Saved entries
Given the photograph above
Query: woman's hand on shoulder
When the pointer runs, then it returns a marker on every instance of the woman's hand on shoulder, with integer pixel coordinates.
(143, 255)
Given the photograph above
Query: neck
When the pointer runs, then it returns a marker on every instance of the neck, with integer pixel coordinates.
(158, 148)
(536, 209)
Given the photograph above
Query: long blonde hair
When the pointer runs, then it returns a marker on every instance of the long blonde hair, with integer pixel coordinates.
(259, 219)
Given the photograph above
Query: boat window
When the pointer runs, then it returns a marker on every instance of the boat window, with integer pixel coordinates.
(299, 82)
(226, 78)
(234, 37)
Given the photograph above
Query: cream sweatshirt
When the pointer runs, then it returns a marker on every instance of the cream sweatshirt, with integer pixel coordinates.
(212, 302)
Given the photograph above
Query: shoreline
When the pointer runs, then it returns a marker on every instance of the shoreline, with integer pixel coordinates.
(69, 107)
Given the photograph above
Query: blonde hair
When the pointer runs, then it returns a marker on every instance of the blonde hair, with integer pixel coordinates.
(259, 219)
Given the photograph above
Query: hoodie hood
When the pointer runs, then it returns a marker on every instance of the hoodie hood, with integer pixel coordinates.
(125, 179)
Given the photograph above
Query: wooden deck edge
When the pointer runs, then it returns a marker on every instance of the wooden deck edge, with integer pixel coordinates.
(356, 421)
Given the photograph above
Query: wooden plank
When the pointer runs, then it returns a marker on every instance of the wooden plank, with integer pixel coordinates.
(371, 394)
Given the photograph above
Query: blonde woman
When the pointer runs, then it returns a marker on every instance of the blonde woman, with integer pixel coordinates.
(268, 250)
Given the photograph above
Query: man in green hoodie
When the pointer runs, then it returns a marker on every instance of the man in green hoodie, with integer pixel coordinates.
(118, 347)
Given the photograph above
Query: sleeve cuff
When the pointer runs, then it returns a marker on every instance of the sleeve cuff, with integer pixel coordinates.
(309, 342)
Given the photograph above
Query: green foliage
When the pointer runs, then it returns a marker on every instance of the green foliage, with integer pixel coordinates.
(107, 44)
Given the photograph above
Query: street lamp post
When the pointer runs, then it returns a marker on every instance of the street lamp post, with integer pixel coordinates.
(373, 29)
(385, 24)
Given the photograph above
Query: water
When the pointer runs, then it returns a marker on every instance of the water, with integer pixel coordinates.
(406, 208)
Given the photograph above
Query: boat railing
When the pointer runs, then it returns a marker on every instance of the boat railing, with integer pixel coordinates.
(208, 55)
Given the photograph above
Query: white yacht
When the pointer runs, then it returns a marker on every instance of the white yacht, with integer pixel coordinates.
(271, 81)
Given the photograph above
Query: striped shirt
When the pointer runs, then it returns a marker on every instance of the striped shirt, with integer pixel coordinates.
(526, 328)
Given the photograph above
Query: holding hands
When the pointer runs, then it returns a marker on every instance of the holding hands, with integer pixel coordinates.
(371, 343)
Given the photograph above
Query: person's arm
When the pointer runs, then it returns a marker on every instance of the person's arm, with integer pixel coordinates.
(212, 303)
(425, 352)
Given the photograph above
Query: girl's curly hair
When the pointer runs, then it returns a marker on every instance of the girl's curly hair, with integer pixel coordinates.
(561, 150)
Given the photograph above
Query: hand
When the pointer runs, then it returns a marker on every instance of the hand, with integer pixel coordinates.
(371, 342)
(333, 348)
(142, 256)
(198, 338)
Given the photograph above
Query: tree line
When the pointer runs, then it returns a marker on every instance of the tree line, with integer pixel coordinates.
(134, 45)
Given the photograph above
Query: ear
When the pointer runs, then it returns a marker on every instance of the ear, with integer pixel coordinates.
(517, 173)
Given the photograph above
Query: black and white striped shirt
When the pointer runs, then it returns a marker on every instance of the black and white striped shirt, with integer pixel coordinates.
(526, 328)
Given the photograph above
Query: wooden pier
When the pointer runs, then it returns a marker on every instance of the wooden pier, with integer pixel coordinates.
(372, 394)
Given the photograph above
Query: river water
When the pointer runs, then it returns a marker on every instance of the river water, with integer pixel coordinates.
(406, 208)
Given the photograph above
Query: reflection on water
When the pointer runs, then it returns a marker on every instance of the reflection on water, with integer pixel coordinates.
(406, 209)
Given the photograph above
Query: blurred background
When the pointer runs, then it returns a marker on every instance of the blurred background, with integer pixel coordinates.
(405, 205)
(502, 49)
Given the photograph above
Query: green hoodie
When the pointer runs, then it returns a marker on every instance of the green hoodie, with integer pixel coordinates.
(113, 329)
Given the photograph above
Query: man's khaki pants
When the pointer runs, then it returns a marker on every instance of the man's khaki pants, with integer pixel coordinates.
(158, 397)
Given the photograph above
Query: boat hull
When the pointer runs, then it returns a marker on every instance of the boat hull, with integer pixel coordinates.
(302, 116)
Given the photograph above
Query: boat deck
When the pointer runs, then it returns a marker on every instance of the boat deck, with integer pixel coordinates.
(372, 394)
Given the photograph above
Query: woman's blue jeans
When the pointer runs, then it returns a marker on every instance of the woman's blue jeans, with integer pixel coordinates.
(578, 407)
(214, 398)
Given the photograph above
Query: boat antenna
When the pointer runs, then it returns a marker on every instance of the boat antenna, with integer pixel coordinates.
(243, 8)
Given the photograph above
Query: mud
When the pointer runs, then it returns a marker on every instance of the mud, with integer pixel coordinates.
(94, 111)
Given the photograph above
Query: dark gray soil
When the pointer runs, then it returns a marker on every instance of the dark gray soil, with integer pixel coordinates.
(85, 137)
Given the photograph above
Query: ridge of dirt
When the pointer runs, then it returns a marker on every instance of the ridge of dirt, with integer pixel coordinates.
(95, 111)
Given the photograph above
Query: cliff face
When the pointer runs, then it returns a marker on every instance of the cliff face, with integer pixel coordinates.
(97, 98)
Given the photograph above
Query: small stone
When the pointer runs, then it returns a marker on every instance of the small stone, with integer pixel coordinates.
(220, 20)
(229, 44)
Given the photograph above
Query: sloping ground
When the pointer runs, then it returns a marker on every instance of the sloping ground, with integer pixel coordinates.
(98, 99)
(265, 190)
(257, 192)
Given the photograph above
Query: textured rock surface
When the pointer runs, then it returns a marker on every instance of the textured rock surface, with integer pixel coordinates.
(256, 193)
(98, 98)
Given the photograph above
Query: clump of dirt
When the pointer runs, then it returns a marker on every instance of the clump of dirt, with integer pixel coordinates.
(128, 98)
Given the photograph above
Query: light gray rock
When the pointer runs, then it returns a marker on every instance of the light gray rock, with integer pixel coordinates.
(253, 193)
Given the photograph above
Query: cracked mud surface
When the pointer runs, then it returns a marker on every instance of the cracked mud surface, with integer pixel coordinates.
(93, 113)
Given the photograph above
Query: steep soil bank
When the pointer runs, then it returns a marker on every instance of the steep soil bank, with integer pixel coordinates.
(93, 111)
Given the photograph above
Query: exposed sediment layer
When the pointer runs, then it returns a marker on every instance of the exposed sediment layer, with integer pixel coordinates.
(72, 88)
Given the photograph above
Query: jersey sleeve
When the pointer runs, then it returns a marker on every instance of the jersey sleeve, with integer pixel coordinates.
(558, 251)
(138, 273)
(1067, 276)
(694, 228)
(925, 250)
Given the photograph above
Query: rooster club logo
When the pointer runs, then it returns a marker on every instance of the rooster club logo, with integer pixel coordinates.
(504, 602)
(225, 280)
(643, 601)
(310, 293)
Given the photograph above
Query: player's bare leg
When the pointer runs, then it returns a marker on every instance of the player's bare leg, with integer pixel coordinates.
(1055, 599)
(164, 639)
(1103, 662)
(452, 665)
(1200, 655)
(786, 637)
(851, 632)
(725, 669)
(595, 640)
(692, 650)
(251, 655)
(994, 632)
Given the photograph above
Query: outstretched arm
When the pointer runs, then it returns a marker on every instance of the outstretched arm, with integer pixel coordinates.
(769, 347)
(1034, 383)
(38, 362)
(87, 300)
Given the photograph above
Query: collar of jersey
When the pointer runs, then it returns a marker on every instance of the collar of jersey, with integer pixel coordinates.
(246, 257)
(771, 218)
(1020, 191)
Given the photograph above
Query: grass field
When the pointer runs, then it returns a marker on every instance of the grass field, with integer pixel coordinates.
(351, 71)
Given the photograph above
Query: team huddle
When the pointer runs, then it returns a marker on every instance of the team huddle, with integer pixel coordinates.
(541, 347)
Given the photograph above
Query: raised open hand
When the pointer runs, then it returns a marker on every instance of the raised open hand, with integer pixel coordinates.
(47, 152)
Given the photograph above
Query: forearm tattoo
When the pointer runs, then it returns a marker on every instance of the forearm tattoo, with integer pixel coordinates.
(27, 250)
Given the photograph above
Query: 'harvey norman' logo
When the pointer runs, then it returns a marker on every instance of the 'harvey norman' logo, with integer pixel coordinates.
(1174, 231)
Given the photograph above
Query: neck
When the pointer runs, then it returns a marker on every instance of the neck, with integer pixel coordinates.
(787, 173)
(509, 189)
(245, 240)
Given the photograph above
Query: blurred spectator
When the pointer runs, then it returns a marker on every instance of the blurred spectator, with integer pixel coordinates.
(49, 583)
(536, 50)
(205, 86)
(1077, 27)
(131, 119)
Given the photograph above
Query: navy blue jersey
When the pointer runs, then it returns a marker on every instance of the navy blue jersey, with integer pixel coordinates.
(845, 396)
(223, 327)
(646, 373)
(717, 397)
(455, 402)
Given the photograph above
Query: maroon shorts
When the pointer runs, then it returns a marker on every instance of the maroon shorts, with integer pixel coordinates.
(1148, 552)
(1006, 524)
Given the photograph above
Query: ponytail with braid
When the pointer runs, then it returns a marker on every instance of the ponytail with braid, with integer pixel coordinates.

YOUR INSTRUCTIONS
Above this instruction are the records; retype exactly the lines from the one containing "Query: green foliage" up to and including the one containing "Query: holding hands".

ANSWER FOR THIS EXERCISE
Query: green foliage
When the pointer runs, then it returns a marker on every instance of the green foliage, with integer pixel coordinates.
(107, 44)
Given the photograph above
Query: street lamp post
When the pointer runs, then it returns a marker on every instance of the street lamp post, with integer pixel coordinates.
(373, 29)
(385, 24)
Given the photograph above
Query: water
When the pointer runs, then it returns a marker on every instance of the water, with integer pixel coordinates.
(406, 208)
Given the photograph above
Query: boat railing
When the pointer runs, then it returns a marker on every instance of the boat railing, with integer pixel coordinates.
(208, 55)
Given the photograph above
Query: white yacht
When the pointer runs, then it returns a marker on every instance of the white yacht, with integer pixel coordinates.
(271, 81)
Given the photograph above
Query: striped shirt
When the pointer runs, then it returns a marker on every instance of the striped shirt, with integer pixel coordinates.
(526, 328)
Given the photograph above
Query: holding hands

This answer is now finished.